>>>>
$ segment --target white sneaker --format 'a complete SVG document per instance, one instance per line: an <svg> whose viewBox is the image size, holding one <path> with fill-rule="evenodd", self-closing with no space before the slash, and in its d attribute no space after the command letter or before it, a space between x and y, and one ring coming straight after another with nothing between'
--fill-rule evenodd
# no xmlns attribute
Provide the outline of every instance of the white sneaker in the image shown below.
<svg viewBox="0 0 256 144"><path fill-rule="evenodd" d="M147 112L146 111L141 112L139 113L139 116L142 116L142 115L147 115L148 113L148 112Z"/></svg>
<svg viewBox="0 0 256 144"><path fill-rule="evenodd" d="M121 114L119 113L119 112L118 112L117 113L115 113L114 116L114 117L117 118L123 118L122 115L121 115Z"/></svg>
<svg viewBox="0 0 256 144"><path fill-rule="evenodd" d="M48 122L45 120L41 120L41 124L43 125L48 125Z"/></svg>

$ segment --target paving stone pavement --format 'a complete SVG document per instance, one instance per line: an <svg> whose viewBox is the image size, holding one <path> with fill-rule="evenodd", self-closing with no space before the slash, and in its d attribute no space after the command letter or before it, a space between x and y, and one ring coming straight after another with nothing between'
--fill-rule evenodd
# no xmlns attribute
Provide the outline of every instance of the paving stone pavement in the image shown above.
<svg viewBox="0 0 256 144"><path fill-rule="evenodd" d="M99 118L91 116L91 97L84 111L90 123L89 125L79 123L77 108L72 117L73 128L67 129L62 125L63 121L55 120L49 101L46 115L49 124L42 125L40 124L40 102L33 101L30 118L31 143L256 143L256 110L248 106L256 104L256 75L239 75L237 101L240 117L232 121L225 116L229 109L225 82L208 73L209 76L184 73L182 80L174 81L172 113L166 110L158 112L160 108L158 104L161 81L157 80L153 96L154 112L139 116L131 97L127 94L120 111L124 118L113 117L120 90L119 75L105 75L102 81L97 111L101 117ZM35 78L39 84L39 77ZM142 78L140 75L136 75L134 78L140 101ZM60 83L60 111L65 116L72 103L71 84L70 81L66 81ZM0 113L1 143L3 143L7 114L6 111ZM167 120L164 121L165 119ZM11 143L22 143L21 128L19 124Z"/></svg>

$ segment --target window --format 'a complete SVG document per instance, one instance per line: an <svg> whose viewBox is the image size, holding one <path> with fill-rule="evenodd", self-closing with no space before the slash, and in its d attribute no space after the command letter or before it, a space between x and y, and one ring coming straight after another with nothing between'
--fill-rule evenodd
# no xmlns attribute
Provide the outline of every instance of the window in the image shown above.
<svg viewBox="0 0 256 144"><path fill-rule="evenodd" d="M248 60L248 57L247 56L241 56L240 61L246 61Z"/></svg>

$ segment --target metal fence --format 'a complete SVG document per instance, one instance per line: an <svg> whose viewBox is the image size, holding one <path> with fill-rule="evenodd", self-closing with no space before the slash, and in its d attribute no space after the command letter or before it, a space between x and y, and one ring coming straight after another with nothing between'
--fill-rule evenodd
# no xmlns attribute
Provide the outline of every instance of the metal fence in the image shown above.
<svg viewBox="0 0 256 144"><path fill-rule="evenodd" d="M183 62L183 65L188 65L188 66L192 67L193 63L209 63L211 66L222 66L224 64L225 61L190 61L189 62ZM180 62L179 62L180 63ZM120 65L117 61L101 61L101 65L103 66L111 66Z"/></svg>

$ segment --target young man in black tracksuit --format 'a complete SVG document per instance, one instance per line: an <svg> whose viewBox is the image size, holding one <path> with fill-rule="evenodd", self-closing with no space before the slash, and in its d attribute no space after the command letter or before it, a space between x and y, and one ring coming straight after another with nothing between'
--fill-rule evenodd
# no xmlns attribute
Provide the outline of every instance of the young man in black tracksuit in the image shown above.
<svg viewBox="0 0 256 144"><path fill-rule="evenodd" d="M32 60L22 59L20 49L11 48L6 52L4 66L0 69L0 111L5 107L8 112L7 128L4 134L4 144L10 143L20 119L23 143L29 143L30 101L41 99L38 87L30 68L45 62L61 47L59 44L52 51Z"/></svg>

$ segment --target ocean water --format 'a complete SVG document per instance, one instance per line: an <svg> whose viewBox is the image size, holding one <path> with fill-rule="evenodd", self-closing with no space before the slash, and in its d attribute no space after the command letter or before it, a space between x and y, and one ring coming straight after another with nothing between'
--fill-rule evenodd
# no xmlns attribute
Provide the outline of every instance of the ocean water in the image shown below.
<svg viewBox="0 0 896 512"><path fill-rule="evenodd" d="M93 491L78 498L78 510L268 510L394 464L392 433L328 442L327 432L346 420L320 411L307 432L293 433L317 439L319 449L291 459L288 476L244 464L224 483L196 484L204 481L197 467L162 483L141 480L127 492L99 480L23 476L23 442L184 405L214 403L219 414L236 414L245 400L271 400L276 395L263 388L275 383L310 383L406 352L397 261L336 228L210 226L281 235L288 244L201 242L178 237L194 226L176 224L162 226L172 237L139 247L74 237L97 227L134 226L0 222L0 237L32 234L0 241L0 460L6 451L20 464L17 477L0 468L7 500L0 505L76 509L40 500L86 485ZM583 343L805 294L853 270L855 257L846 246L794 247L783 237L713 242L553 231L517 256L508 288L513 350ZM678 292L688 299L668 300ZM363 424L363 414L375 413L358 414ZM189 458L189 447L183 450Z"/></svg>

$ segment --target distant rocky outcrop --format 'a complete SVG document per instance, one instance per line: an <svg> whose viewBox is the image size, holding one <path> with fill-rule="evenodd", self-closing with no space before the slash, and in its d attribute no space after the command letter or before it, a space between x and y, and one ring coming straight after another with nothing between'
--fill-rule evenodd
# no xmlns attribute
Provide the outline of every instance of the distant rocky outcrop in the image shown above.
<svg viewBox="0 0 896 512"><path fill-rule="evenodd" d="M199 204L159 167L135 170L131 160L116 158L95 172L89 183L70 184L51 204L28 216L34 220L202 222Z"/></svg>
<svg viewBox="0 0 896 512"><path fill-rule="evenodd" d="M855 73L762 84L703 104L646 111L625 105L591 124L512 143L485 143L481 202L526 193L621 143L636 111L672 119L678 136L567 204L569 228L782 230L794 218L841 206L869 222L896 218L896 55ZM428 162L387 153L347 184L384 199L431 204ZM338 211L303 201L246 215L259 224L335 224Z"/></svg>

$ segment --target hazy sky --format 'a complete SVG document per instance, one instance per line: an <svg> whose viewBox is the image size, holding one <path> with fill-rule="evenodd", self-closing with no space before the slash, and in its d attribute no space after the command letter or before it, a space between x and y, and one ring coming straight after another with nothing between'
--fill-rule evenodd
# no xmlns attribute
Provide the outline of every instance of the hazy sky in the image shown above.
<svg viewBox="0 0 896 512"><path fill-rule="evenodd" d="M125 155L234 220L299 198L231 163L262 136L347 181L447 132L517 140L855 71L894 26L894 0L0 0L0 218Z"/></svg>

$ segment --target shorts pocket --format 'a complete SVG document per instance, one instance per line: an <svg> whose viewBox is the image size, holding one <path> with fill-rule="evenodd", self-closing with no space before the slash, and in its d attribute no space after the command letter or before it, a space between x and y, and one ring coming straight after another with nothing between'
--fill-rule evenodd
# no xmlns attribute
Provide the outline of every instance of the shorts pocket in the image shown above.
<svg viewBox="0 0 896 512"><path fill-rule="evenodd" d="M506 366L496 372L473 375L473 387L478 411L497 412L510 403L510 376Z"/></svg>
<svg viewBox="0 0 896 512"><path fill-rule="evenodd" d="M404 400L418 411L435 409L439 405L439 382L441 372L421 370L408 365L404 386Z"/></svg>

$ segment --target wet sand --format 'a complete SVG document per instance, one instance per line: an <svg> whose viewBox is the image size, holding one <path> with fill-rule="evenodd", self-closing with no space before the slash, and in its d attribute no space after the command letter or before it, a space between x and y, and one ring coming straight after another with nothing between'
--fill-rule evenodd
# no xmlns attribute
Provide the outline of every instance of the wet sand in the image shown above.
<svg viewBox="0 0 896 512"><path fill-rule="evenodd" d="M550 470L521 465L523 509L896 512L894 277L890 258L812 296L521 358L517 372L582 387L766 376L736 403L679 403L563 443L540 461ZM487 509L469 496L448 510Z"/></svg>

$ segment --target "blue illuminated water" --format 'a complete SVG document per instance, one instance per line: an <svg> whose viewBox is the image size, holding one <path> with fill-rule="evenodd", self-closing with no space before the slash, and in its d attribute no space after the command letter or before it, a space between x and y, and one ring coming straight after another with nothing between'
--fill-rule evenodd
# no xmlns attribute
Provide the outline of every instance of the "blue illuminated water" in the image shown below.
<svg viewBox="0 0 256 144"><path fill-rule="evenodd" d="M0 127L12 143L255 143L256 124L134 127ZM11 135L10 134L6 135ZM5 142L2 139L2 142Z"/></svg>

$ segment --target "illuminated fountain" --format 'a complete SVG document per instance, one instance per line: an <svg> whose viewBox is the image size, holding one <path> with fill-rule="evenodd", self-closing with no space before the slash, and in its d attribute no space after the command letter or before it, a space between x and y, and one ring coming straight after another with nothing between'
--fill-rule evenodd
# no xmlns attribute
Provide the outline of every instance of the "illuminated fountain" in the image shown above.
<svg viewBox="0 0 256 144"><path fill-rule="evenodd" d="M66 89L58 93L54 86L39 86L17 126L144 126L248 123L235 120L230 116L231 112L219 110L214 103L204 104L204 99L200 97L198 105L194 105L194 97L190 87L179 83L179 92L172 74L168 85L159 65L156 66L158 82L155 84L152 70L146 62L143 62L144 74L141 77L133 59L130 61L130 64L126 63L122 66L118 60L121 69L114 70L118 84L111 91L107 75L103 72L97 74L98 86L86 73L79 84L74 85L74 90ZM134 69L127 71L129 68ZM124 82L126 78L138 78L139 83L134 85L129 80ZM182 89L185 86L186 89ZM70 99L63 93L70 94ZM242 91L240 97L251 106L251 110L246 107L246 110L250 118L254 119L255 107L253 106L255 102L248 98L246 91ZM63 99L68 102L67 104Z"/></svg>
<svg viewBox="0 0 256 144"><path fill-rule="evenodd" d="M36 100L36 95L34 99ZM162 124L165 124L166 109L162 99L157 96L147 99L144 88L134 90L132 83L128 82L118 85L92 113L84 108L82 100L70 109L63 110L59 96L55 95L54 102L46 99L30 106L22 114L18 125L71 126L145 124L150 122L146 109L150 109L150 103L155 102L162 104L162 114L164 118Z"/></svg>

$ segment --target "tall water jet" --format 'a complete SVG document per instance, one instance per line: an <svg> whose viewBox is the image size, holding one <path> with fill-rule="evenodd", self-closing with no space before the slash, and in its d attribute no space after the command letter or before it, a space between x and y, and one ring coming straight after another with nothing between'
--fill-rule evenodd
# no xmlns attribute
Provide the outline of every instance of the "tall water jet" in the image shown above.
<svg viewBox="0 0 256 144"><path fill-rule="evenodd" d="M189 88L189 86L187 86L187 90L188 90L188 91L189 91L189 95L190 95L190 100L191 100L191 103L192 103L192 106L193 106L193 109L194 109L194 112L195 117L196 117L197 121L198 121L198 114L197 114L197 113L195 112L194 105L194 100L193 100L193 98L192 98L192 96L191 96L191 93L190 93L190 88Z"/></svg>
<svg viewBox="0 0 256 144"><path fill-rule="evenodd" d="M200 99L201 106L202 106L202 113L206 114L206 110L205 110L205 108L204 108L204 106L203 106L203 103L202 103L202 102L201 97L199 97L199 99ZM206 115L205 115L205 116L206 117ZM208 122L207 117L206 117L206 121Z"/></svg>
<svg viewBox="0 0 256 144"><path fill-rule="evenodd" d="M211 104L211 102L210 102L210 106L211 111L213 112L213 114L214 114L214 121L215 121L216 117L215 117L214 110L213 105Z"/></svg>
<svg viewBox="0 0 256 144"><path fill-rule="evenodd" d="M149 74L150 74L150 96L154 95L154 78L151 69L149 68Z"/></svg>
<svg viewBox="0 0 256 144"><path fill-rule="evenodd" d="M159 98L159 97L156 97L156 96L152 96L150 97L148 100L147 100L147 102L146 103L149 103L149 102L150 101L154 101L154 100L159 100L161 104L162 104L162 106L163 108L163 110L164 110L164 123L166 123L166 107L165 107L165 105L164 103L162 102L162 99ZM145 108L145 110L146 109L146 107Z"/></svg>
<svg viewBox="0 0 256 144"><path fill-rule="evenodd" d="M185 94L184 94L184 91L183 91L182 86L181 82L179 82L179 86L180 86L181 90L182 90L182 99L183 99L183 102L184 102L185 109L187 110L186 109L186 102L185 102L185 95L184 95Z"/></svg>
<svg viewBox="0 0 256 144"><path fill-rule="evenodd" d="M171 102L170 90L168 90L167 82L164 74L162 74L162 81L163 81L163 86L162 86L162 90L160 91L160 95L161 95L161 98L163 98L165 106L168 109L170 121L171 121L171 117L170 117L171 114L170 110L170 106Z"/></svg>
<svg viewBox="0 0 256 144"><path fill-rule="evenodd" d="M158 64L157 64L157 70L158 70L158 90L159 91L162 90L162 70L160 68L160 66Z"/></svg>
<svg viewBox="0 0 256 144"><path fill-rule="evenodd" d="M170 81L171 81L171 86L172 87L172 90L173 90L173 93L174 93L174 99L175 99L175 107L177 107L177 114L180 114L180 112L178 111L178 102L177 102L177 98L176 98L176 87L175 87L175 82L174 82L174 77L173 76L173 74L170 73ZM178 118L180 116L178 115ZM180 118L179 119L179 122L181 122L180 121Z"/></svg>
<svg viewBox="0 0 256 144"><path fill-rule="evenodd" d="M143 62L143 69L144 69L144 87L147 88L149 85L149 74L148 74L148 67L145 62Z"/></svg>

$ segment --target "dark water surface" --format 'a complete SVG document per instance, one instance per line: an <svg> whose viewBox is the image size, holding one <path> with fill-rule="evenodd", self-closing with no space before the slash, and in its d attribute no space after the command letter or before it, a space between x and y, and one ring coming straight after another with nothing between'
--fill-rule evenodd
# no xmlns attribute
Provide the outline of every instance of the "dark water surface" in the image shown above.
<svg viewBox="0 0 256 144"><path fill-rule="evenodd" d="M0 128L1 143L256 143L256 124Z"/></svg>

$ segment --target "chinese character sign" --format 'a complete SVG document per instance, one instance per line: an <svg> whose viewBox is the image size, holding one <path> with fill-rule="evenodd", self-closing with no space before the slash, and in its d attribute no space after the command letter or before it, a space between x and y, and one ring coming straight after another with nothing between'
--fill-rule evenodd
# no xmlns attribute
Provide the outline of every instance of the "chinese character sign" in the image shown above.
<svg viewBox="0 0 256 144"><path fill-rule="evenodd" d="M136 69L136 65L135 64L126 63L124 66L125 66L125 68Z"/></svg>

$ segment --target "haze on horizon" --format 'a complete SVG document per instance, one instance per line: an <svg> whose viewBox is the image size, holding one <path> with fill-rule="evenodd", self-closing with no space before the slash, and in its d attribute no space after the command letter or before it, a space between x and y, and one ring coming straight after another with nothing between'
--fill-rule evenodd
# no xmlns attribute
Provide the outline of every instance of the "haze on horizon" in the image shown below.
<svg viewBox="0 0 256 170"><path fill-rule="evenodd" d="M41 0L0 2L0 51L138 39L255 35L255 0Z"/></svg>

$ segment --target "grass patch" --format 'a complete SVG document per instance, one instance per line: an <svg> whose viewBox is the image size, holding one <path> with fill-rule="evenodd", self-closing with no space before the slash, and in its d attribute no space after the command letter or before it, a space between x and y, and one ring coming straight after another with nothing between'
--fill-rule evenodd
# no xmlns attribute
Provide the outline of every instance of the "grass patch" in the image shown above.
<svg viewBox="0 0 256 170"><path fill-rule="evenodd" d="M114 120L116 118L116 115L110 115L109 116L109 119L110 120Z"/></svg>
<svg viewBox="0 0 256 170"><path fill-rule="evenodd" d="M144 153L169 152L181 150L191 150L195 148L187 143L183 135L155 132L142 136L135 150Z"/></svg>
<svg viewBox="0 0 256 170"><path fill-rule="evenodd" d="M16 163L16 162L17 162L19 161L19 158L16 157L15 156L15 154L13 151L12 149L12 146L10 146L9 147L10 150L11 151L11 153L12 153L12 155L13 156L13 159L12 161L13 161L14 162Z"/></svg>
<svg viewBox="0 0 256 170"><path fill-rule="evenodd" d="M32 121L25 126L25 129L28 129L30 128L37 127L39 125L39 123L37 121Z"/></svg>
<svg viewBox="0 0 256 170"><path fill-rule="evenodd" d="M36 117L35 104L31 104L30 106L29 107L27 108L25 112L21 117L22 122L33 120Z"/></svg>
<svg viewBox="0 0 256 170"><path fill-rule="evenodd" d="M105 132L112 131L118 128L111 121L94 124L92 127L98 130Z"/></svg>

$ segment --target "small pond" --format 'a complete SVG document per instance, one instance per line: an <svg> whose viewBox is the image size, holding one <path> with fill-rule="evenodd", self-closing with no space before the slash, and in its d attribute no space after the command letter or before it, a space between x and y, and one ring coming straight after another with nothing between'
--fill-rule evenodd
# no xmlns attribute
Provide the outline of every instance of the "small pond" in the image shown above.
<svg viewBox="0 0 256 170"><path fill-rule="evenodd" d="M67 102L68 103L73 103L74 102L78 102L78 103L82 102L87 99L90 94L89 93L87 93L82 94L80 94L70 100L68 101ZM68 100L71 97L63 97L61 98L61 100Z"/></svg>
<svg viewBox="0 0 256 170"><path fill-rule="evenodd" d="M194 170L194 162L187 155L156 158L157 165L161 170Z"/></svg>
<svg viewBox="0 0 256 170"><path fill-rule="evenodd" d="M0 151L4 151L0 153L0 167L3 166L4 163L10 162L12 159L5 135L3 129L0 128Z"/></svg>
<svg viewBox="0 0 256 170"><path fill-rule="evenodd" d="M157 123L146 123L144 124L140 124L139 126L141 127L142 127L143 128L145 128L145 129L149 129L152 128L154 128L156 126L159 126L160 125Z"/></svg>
<<<<
* **EXERCISE DESCRIPTION**: Render every line from the one containing "segment --target wet" down to and including the one containing "Provide the outline of every instance of the wet" as a JSON list of strings, with one string for each line and any blank lines omitted.

* **SOLUTION TO THIS EXERCISE**:
[
  "$ segment --target wet sand --format 'a complete SVG document per instance, one instance per line: an <svg> whose viewBox is the image size, holding one <path> with fill-rule=\"evenodd\", self-closing with no space before the slash, and in its d attribute no space after the command letter or before it, a space between x and y, and one ring coming straight after another with nothing between'",
  "--fill-rule evenodd",
  "# no xmlns attribute",
  "Provide the outline of every instance of the wet sand in the image shown above."
]